Dataset records –

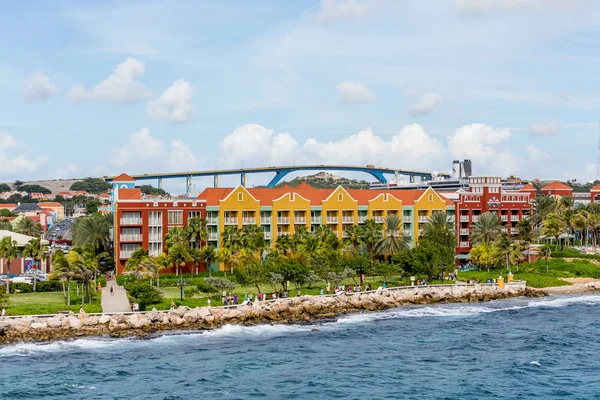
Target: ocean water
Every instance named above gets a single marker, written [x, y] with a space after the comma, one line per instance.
[508, 349]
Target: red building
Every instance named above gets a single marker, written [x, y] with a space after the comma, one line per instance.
[486, 195]
[557, 189]
[143, 222]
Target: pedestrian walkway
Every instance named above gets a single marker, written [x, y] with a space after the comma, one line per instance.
[116, 303]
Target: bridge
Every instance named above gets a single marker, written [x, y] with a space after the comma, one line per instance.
[280, 173]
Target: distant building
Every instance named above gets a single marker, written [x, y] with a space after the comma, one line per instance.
[486, 195]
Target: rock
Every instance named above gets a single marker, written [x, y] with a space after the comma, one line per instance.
[74, 323]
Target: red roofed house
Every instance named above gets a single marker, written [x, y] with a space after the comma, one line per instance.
[557, 189]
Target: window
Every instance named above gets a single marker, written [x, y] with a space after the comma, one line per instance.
[175, 217]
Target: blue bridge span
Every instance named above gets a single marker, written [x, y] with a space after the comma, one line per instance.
[280, 173]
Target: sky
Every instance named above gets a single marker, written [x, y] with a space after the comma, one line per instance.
[100, 88]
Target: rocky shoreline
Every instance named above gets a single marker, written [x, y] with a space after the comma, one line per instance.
[282, 311]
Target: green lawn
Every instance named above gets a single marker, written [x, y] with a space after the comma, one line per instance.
[45, 303]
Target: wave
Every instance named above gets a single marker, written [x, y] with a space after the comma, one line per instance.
[269, 331]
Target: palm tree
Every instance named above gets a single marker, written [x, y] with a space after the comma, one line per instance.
[545, 252]
[162, 262]
[94, 230]
[354, 236]
[34, 250]
[8, 252]
[542, 206]
[393, 240]
[372, 233]
[486, 229]
[26, 226]
[5, 225]
[62, 269]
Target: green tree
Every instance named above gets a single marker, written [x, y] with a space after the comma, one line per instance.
[486, 229]
[393, 240]
[8, 252]
[545, 252]
[34, 249]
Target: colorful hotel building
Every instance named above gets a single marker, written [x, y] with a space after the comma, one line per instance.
[486, 195]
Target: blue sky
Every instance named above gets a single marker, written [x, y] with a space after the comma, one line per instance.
[95, 88]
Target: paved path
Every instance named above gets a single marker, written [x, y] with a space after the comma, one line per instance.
[116, 303]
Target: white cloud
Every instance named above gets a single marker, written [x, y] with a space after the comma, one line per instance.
[254, 145]
[121, 86]
[38, 88]
[16, 166]
[334, 10]
[174, 105]
[352, 92]
[544, 128]
[479, 7]
[142, 153]
[426, 104]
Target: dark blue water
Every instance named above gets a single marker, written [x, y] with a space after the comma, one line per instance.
[511, 349]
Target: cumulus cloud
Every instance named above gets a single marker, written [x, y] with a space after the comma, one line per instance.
[426, 104]
[16, 166]
[544, 128]
[174, 105]
[351, 92]
[122, 86]
[479, 7]
[142, 152]
[38, 88]
[255, 145]
[334, 10]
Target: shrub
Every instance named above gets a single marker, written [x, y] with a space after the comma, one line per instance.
[144, 293]
[49, 286]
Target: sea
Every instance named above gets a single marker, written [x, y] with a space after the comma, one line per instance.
[546, 348]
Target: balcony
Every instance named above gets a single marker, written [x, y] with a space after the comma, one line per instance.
[230, 220]
[131, 237]
[131, 221]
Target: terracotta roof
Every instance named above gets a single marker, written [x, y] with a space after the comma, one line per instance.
[130, 194]
[124, 178]
[557, 185]
[528, 188]
[49, 204]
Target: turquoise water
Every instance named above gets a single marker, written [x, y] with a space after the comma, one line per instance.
[510, 349]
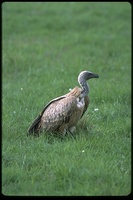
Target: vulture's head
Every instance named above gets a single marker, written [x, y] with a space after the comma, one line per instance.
[82, 78]
[86, 75]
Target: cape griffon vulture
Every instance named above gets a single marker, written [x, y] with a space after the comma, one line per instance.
[62, 113]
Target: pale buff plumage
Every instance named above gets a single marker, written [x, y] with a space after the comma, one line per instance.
[62, 113]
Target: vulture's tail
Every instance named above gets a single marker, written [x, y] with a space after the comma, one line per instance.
[35, 127]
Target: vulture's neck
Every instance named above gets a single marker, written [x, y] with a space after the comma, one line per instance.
[84, 89]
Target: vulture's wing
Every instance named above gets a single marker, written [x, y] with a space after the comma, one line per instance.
[59, 113]
[54, 114]
[35, 126]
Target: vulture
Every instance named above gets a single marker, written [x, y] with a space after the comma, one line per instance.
[63, 113]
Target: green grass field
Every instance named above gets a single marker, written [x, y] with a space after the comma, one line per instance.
[44, 48]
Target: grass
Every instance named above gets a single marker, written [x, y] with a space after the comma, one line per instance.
[45, 46]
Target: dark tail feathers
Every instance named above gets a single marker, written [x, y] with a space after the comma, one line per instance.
[35, 127]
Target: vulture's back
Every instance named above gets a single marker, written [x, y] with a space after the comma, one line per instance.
[62, 113]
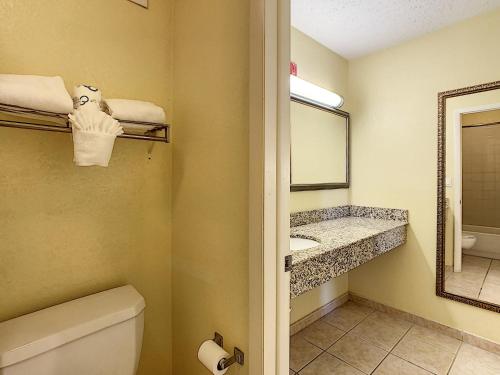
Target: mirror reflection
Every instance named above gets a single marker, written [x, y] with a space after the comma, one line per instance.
[472, 251]
[319, 147]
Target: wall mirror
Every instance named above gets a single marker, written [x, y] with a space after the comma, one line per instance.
[319, 147]
[468, 254]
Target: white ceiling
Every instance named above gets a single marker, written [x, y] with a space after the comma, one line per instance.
[353, 28]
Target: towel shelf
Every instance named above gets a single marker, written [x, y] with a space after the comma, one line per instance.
[59, 122]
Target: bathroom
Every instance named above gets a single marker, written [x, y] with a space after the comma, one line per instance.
[187, 230]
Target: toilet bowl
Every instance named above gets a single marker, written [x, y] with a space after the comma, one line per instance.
[468, 241]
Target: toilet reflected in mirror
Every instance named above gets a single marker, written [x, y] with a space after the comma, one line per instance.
[472, 188]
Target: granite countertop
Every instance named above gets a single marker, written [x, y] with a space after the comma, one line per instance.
[338, 233]
[348, 235]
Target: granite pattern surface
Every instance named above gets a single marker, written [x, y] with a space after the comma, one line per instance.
[315, 216]
[345, 241]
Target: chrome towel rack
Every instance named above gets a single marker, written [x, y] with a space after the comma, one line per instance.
[59, 122]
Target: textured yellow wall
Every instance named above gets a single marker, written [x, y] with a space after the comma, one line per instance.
[67, 231]
[394, 157]
[210, 189]
[319, 65]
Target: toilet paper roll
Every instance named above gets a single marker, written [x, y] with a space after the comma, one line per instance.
[210, 354]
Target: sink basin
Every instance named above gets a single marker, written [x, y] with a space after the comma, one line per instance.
[297, 244]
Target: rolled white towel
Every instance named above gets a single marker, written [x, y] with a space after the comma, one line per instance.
[35, 92]
[135, 110]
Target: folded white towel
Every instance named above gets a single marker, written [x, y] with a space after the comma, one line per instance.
[135, 110]
[36, 92]
[94, 134]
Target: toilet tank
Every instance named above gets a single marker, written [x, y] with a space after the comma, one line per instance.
[98, 334]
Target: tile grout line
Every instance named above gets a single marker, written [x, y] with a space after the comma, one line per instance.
[404, 359]
[390, 351]
[455, 357]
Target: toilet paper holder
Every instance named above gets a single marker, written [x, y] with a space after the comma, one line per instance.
[238, 356]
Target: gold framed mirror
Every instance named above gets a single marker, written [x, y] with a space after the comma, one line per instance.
[468, 199]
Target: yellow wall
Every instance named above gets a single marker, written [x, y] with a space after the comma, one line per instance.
[318, 65]
[67, 231]
[210, 187]
[394, 101]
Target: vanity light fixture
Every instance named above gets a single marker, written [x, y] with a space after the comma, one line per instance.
[309, 92]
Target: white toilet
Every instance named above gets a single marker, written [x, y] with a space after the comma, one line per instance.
[98, 334]
[468, 241]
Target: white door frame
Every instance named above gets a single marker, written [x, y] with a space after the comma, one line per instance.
[269, 187]
[457, 176]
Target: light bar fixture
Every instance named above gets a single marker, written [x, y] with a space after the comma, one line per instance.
[309, 92]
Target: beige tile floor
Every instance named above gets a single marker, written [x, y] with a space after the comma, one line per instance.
[479, 279]
[355, 340]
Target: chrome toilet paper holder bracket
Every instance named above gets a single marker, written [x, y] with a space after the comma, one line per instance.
[238, 356]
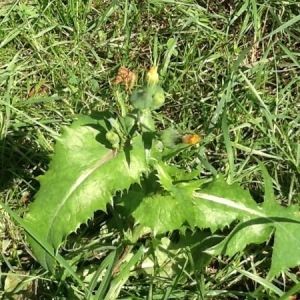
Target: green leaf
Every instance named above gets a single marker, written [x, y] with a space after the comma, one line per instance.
[161, 213]
[83, 177]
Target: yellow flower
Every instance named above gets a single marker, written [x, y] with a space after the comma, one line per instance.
[152, 75]
[191, 139]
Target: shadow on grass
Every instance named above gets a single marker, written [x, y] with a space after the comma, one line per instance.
[21, 161]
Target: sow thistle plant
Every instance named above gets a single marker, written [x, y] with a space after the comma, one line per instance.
[119, 160]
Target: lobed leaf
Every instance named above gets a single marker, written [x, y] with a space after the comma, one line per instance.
[83, 177]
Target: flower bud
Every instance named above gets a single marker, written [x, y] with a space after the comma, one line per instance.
[152, 75]
[113, 139]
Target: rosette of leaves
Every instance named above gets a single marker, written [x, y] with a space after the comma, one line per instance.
[85, 172]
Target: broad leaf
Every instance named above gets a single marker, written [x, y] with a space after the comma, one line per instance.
[217, 205]
[83, 177]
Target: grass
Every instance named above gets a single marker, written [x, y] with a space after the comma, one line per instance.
[231, 70]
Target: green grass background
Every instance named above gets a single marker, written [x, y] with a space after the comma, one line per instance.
[230, 69]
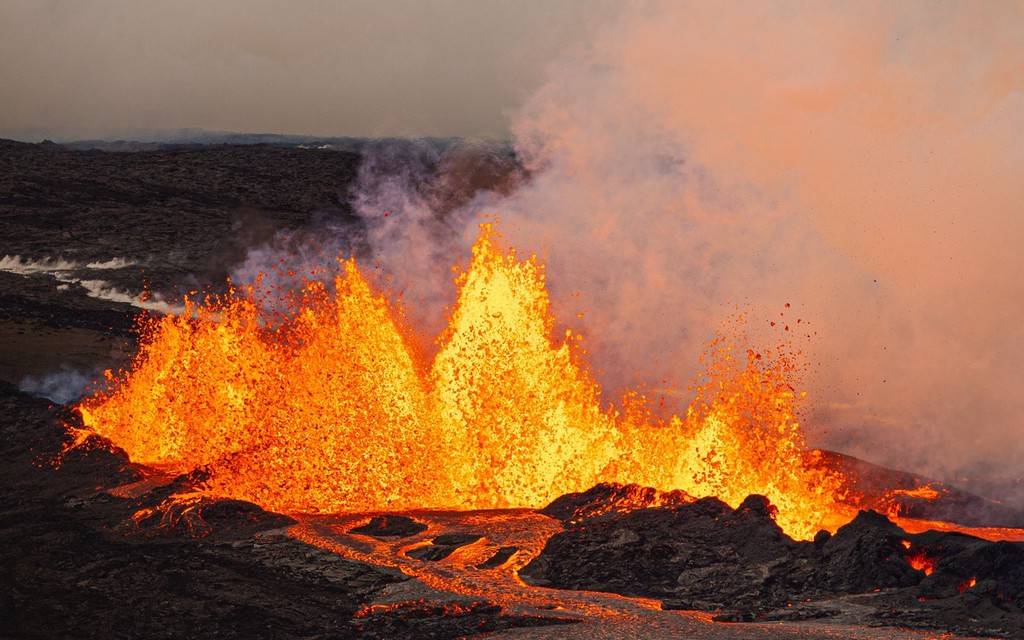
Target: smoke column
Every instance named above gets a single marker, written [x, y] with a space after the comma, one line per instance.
[860, 162]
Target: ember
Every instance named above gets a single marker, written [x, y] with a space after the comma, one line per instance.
[328, 408]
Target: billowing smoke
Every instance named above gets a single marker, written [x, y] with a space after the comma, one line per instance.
[858, 161]
[65, 385]
[861, 162]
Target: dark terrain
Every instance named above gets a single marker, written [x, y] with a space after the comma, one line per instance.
[90, 549]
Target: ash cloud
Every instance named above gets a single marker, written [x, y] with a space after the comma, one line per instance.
[694, 160]
[858, 161]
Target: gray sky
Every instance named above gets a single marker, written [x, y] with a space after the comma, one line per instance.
[353, 68]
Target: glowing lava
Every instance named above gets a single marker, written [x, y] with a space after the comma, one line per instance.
[328, 408]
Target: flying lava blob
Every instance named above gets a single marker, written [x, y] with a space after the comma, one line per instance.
[328, 408]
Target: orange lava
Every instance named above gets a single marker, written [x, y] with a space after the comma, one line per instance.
[968, 584]
[921, 561]
[329, 408]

Problem –
Your task is to write out the lines from the one with "Target: gray sky" through the end of the records, exactly and with nothing added.

Reply –
Target: gray sky
Every instance named above gets a single marker, written [x, y] with a space after the comma, one line per instance.
[353, 68]
Target: glowing lava
Every instance named above gets a single marker, written [x, y] with a space after the comma, one line per instance.
[328, 408]
Target: flying lava blob
Every instance named above gets a single marker, written [x, y] with a space after the comma, one line per instance.
[328, 408]
Target: orange lava
Every instance named above gets a single marker, written [x, y] with a space after the comma, one line per instance.
[968, 584]
[921, 561]
[329, 408]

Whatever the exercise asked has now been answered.